▶ [Extract to read]:
========================================================================

During the hearing and in its brief in support of motion sequence no. 042 (NYSCEF No. 947), the Triaxx entities ("Triaxx") specifically argue that the PSAs in forty-nine (49) of the Covered Trusts unambiguously require immediate repurchase of modified mortgage loans without regard to whether the modifications were "in lieu of refinance"
In addition, Triaxx argues that the Trustee failed to investigate modified mortgage repurchase claims worth approximately $31 billion. (Id. at 11.) It is clear that the Trustee was aware of the issue and did include it in a list of settlement issues to discuss with Bank of America. (Hr'g Tr. 1927:4-1928:13, July 12, 2013.) Despite this, however, Kravitt testified that the Trustee chose not to evaluate the potential loan modification claims:
(Hr'g Tr. 1922:18-1924:21, July 12, 2013; see also Hr'g Tr. 2170:19-2172:18, July 16, 2013.) Kravitt further testified on cross examination:
(Hr'g Tr. 1925:25-1926:5, July 12, 2013.) Two witnesses for the Trustee, Bailey and Richard Stanley ("Stanley"), also conceded that there was no discussion of the loan modification issue at the trust committee meeting in which the Settlement was approved. (Hr'g Tr. 2408:2-5, 2412:5-11, July 18, 2013; Hr'g Tr. 3195:10-16, 3195:23-3196:13, July 25, 2013.) In fact, Stanley testified he did not recall being updated during settlement negotiations on the topic of loan modifications or the issue of repurchasing modified loans. (Hr'g Tr. 3195:17-22, July 25, 2013.) Also, it is clear that the Institutional Investors did not evaluate Bank of America's potential exposure for loan modification claims. (Hr'g Tr. 972:2-973:2, June 11, 2013.)

========================================================================

▶ [Coordinate annotation items]:
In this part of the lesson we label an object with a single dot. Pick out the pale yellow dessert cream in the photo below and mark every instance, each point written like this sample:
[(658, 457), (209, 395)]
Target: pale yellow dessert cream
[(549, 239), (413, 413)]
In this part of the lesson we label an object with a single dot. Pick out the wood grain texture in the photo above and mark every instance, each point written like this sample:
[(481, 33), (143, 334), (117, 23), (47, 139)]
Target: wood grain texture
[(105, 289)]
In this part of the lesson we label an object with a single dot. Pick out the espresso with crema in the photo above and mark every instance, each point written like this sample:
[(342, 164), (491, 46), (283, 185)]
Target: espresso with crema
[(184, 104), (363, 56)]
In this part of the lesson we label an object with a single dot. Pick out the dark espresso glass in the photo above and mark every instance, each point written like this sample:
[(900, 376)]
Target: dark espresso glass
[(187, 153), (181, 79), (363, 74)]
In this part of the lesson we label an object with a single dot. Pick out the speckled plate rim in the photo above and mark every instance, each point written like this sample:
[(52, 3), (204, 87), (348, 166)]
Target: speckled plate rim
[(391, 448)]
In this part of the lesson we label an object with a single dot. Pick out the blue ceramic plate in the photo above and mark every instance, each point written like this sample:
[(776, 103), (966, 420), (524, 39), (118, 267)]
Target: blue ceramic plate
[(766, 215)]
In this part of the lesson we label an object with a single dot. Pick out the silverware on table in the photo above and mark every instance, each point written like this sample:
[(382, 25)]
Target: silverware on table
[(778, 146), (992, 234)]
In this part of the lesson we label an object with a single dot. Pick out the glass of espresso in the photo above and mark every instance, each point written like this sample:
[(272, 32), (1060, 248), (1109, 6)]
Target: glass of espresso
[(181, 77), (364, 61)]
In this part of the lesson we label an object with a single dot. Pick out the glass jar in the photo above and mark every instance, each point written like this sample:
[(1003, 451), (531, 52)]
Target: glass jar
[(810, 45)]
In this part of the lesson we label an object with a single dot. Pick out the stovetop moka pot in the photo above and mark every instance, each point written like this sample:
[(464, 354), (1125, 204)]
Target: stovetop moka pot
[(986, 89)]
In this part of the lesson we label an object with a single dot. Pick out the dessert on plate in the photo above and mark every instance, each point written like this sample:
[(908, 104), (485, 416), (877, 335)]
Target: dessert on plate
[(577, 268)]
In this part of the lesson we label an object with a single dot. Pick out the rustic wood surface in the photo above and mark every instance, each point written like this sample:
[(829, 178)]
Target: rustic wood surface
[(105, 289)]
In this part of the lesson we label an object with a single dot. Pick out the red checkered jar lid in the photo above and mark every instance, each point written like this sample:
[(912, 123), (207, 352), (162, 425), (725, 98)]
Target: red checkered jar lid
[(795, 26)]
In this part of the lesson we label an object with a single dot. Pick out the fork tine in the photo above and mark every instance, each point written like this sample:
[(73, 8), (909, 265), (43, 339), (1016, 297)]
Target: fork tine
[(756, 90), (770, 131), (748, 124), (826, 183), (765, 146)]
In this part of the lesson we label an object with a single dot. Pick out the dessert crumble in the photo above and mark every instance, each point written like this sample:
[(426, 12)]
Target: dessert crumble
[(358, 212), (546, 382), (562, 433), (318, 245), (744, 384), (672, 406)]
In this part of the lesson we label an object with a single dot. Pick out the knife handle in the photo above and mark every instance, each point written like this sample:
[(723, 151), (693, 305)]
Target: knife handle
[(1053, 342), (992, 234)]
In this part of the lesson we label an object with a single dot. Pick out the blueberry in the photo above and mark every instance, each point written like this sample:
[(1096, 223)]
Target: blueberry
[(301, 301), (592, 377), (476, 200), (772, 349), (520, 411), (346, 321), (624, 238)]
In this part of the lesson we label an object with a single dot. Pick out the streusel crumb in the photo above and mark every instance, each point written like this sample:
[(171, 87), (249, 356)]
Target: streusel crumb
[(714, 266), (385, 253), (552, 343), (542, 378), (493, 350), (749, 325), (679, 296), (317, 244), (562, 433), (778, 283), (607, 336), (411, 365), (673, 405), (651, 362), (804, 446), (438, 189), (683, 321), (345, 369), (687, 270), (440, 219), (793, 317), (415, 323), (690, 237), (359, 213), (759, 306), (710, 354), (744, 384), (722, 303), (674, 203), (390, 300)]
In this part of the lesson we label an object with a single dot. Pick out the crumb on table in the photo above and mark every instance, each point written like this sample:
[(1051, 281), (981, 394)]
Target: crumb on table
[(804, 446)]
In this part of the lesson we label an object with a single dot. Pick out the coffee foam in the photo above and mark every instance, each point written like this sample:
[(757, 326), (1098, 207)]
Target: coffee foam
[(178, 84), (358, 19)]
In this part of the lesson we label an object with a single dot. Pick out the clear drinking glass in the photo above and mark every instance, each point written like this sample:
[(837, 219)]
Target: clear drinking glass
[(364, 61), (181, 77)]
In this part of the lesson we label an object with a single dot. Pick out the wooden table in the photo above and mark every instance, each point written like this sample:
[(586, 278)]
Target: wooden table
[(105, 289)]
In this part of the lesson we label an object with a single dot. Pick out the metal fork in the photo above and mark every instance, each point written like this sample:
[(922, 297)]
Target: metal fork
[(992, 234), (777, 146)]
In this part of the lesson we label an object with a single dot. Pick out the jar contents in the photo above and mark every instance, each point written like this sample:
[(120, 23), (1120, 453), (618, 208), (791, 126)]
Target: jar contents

========================================================================

▶ [Work instructions]: Using the court excerpt above, decide whether each statement agrees with it: (a) Triaxx argues that the PSAs in forty-nine of the Covered Trusts require immediate repurchase of modified mortgage loans; (b) the Trustee left the loan modification issue off its list of settlement issues to discuss with Bank of America; (c) Stanley testified that he did not recall being updated on loan modifications during settlement negotiations. Answer yes or no for each and quote the words that settle it.

▶ [The solution]:
(a) Yes: "the PSAs in forty-nine (49) of the Covered Trusts unambiguously require immediate repurchase of modified mortgage loans"
(b) No: "did include it in a list of settlement issues to discuss with Bank of America"
(c) Yes: "Stanley testified he did not recall being updated during settlement negotiations on the topic of loan modifications"